EXERCISE INPUTS Block Start

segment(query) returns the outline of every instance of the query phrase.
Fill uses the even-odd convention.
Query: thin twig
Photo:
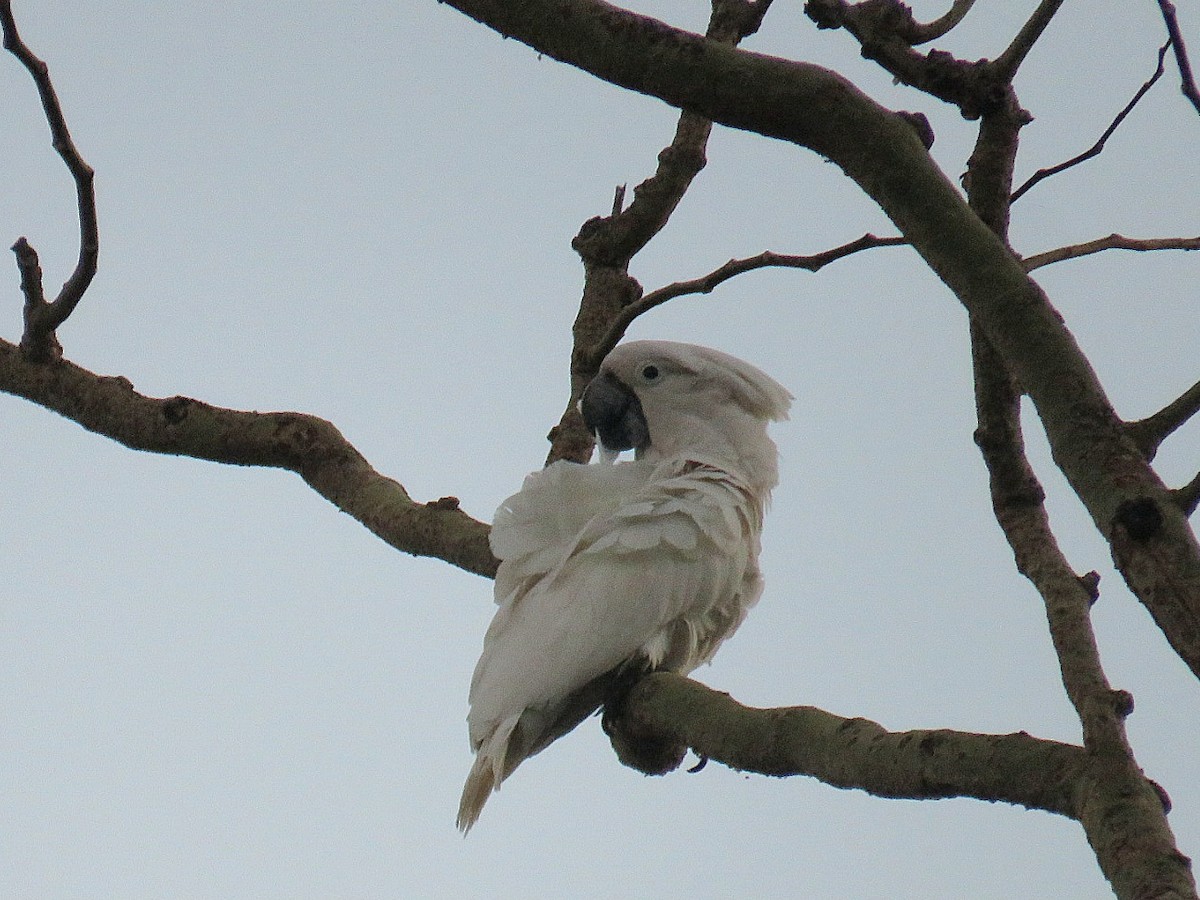
[[[688,281],[676,281],[673,284],[668,284],[658,290],[651,291],[640,300],[630,303],[613,320],[612,326],[605,334],[604,339],[593,348],[592,358],[597,361],[603,359],[605,354],[615,347],[617,342],[624,336],[625,329],[642,313],[656,306],[661,306],[668,300],[674,300],[676,297],[682,297],[686,294],[711,293],[717,285],[728,281],[735,275],[768,267],[807,269],[809,272],[816,272],[831,262],[835,262],[852,253],[858,253],[861,250],[870,250],[875,247],[899,247],[907,243],[908,241],[902,237],[876,237],[873,234],[864,234],[862,237],[856,238],[848,244],[842,244],[840,247],[815,253],[812,256],[794,256],[765,250],[757,256],[749,256],[744,259],[731,259],[707,275],[701,275],[699,278],[692,278]]]
[[[1044,253],[1036,253],[1024,259],[1025,269],[1032,272],[1042,266],[1048,266],[1066,259],[1078,259],[1100,253],[1103,250],[1200,250],[1200,237],[1170,237],[1170,238],[1128,238],[1120,234],[1110,234],[1108,237],[1096,238],[1082,244],[1071,244],[1066,247],[1056,247]]]
[[[1105,143],[1107,143],[1108,139],[1112,137],[1113,132],[1120,127],[1121,123],[1125,121],[1125,117],[1133,112],[1133,108],[1138,105],[1144,96],[1146,96],[1146,92],[1149,91],[1150,88],[1154,87],[1154,83],[1158,81],[1158,79],[1162,78],[1163,60],[1166,58],[1167,50],[1170,48],[1170,46],[1171,41],[1167,41],[1167,43],[1158,48],[1158,65],[1154,70],[1154,74],[1150,76],[1149,80],[1146,81],[1145,84],[1138,88],[1137,93],[1133,95],[1133,99],[1126,103],[1125,108],[1117,113],[1117,117],[1112,120],[1112,123],[1106,129],[1104,129],[1104,133],[1100,135],[1100,139],[1096,141],[1096,143],[1092,144],[1091,147],[1080,153],[1078,156],[1071,157],[1066,162],[1061,162],[1058,165],[1050,166],[1046,169],[1038,169],[1031,176],[1029,176],[1029,179],[1023,185],[1013,191],[1012,202],[1015,203],[1017,200],[1021,199],[1021,197],[1039,181],[1049,178],[1052,175],[1057,175],[1059,172],[1069,169],[1072,166],[1077,166],[1081,162],[1091,159],[1093,156],[1099,156],[1100,152],[1104,149]]]
[[[1012,82],[1013,77],[1017,74],[1017,69],[1021,67],[1021,63],[1025,61],[1025,57],[1029,55],[1029,51],[1033,49],[1033,45],[1037,43],[1038,38],[1042,36],[1046,26],[1050,24],[1050,20],[1054,18],[1054,14],[1062,5],[1063,0],[1042,0],[1038,4],[1038,8],[1021,26],[1021,30],[1017,32],[1012,43],[996,57],[996,61],[992,64],[993,72],[1001,80]]]
[[[92,167],[84,162],[71,139],[66,117],[50,81],[49,67],[21,40],[10,0],[0,0],[0,28],[4,32],[4,49],[20,60],[33,77],[33,83],[41,97],[46,123],[50,126],[51,144],[66,163],[67,170],[75,181],[75,195],[79,208],[79,259],[75,270],[53,302],[47,303],[43,298],[41,303],[33,307],[28,304],[26,306],[25,336],[21,340],[21,346],[27,353],[39,357],[51,352],[56,343],[55,329],[75,310],[96,274],[100,253],[100,227],[96,218],[96,193],[93,187],[95,173]],[[28,246],[28,242],[25,242],[25,246]],[[26,294],[27,300],[28,297]]]
[[[1179,20],[1175,17],[1175,4],[1170,0],[1158,0],[1158,8],[1162,10],[1167,34],[1171,36],[1170,44],[1175,48],[1175,64],[1179,67],[1179,89],[1183,96],[1192,102],[1192,106],[1196,107],[1196,112],[1200,112],[1200,90],[1197,90],[1196,79],[1192,76],[1187,45],[1183,42],[1183,32],[1179,30]]]
[[[1200,381],[1172,400],[1158,412],[1136,422],[1130,422],[1129,435],[1145,455],[1154,459],[1159,445],[1178,431],[1192,416],[1200,412]]]
[[[919,44],[928,44],[930,41],[936,41],[940,37],[947,35],[959,22],[961,22],[971,11],[971,7],[975,5],[975,0],[954,0],[953,5],[940,18],[934,19],[927,25],[922,25],[919,22],[914,23],[906,37],[914,47]]]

EXERCISE INPUTS Block End

■ **EXERCISE REQUIREMENTS**
Exclude all images and return the listing word for word.

■ **WRITTEN ANSWER**
segment(query) returns the outline of every instance of the query phrase.
Fill uses the even-odd convention.
Query: thin twig
Photo:
[[[688,281],[676,281],[673,284],[668,284],[658,290],[651,291],[640,300],[630,303],[613,320],[612,326],[605,334],[604,339],[593,348],[592,358],[597,361],[603,359],[605,354],[615,347],[617,342],[624,336],[625,329],[642,313],[656,306],[661,306],[668,300],[674,300],[676,297],[682,297],[686,294],[711,293],[717,285],[728,281],[735,275],[768,267],[807,269],[809,272],[816,272],[831,262],[835,262],[852,253],[858,253],[861,250],[870,250],[875,247],[899,247],[907,243],[908,241],[902,237],[876,237],[873,234],[864,234],[862,237],[856,238],[848,244],[842,244],[840,247],[815,253],[812,256],[794,256],[765,250],[757,256],[749,256],[744,259],[731,259],[707,275],[701,275],[699,278],[692,278]]]
[[[1044,253],[1036,253],[1024,259],[1025,269],[1032,272],[1042,266],[1048,266],[1066,259],[1078,259],[1100,253],[1103,250],[1200,250],[1200,237],[1170,237],[1170,238],[1128,238],[1120,234],[1110,234],[1108,237],[1096,238],[1082,244],[1071,244],[1066,247],[1056,247]]]
[[[1105,143],[1107,143],[1108,139],[1112,137],[1113,132],[1120,127],[1121,123],[1125,121],[1125,117],[1133,112],[1133,108],[1138,105],[1144,96],[1146,96],[1146,92],[1149,91],[1150,88],[1154,87],[1154,83],[1158,81],[1158,79],[1162,78],[1163,60],[1166,58],[1167,50],[1170,48],[1170,46],[1171,41],[1167,41],[1167,43],[1158,48],[1158,65],[1154,70],[1154,74],[1150,76],[1149,80],[1146,81],[1145,84],[1138,88],[1137,93],[1133,95],[1133,99],[1126,103],[1125,108],[1117,113],[1117,117],[1112,120],[1112,123],[1106,129],[1104,129],[1104,133],[1100,135],[1100,139],[1096,141],[1096,143],[1092,144],[1091,147],[1080,153],[1078,156],[1071,157],[1066,162],[1061,162],[1058,165],[1050,166],[1046,169],[1038,169],[1031,176],[1029,176],[1029,179],[1023,185],[1013,191],[1012,202],[1015,203],[1017,200],[1021,199],[1021,197],[1039,181],[1049,178],[1052,175],[1057,175],[1059,172],[1069,169],[1072,166],[1077,166],[1081,162],[1091,159],[1093,156],[1099,156],[1100,152],[1104,149]]]
[[[1012,82],[1013,77],[1017,74],[1017,69],[1021,67],[1021,63],[1025,61],[1025,57],[1029,55],[1029,51],[1033,49],[1033,45],[1037,43],[1038,38],[1042,36],[1046,26],[1050,24],[1050,20],[1054,18],[1054,14],[1062,5],[1063,0],[1042,0],[1038,4],[1038,8],[1021,26],[1021,30],[1017,32],[1012,43],[996,57],[996,61],[992,64],[993,72],[1001,80]]]
[[[92,167],[84,162],[71,139],[66,117],[50,81],[49,67],[21,40],[10,0],[0,0],[0,28],[4,32],[4,49],[20,60],[33,77],[33,83],[41,97],[46,123],[50,126],[51,144],[66,163],[67,170],[75,181],[75,195],[79,208],[79,259],[75,270],[53,302],[47,303],[43,298],[41,303],[33,307],[28,304],[26,306],[25,336],[21,340],[21,346],[27,353],[39,357],[51,352],[56,343],[55,329],[75,310],[96,274],[100,253],[100,227],[96,218],[96,193],[93,187],[95,173]],[[28,246],[28,242],[25,242],[25,246]],[[26,294],[27,300],[28,297]]]
[[[1179,20],[1175,17],[1175,4],[1170,0],[1158,0],[1158,8],[1162,10],[1167,34],[1171,36],[1170,44],[1175,48],[1175,64],[1179,67],[1179,89],[1183,96],[1192,102],[1192,106],[1196,107],[1196,112],[1200,112],[1200,90],[1197,90],[1196,79],[1192,76],[1187,45],[1183,42],[1183,32],[1179,30]]]
[[[1200,381],[1172,400],[1158,412],[1136,422],[1130,422],[1129,435],[1145,455],[1154,459],[1159,445],[1178,431],[1192,416],[1200,412]]]
[[[919,44],[928,44],[930,41],[936,41],[940,37],[947,35],[959,22],[961,22],[971,11],[971,7],[975,5],[975,0],[954,0],[953,5],[940,18],[934,19],[927,25],[922,25],[919,22],[914,23],[906,37],[914,47]]]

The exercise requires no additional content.